» **RECORDS FOR THE TASK**

******************************

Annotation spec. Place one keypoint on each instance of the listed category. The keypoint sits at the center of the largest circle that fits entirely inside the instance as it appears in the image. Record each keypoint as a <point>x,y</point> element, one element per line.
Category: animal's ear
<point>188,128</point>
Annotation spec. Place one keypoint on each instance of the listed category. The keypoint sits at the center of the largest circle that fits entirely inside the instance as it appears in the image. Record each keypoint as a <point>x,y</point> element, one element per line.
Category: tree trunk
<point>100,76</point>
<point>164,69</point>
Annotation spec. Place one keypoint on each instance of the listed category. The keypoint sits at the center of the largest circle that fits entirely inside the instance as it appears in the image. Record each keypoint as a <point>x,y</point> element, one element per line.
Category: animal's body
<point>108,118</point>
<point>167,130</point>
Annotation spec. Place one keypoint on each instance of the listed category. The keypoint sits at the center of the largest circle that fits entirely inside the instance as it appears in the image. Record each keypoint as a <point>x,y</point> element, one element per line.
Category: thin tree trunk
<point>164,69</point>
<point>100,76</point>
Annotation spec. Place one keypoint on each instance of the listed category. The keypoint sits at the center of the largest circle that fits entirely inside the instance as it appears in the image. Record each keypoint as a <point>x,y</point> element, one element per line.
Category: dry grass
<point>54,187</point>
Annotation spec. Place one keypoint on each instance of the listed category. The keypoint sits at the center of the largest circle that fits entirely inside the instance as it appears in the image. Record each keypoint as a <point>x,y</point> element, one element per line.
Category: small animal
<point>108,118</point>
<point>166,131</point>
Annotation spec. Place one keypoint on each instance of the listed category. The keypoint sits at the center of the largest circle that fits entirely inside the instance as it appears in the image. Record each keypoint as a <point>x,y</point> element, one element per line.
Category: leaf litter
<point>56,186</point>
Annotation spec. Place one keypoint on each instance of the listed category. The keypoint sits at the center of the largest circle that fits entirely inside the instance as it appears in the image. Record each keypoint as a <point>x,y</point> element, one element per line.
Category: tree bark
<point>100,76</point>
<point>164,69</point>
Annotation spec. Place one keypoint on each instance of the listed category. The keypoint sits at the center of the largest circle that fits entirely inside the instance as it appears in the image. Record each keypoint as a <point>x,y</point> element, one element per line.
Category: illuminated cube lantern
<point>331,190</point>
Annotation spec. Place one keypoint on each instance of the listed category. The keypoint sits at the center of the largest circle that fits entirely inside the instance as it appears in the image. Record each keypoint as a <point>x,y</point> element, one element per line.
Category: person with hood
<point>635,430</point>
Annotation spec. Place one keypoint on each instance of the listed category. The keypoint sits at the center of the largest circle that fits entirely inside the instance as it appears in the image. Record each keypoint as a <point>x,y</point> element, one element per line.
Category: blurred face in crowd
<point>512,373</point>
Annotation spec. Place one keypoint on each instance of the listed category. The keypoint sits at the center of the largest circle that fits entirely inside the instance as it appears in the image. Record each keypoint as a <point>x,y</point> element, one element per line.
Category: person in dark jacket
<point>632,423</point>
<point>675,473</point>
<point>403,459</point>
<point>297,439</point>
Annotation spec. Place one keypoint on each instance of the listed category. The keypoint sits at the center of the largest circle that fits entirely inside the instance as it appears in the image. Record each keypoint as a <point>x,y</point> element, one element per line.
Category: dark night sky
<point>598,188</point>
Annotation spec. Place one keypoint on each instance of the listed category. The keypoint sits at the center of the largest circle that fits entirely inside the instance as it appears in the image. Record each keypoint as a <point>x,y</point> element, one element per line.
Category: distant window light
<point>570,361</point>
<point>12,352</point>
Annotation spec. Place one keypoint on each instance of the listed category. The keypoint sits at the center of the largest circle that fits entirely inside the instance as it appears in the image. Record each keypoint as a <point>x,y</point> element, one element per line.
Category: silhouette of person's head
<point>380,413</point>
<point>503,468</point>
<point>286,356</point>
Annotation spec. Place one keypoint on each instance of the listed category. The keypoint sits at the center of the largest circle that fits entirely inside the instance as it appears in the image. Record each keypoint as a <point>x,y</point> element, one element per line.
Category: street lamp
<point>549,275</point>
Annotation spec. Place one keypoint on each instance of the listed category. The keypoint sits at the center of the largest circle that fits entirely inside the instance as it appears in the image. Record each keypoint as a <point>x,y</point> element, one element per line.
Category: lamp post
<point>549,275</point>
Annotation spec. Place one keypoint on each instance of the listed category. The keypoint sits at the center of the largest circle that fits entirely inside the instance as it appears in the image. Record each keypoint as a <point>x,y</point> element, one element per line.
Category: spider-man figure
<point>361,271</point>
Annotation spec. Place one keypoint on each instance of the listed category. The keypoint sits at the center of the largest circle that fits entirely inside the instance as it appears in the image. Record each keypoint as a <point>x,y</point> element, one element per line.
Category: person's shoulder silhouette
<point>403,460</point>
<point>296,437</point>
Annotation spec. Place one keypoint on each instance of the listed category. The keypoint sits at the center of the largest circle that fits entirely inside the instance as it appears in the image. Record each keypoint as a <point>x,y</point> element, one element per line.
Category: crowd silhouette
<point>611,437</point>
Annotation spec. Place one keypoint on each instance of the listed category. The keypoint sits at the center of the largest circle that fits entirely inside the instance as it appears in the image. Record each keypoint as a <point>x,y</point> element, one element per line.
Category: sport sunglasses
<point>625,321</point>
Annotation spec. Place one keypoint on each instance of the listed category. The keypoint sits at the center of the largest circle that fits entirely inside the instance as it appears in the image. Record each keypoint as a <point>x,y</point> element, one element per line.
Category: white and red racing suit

******************************

» **DIRECTIONS FOR THIS TASK**
Render everything from the start of the entries down to the line containing "<point>188,128</point>" as a numbered list, leaving out any blank lines.

» **RESULT**
1. Annotation spec. Place one keypoint on each instance of the listed category. The keypoint sits at the center of the largest circle that fits entirely inside the instance as it appears in the image. Record each keypoint as a <point>x,y</point> element, one element per line.
2. Category: animal's ear
3. <point>188,128</point>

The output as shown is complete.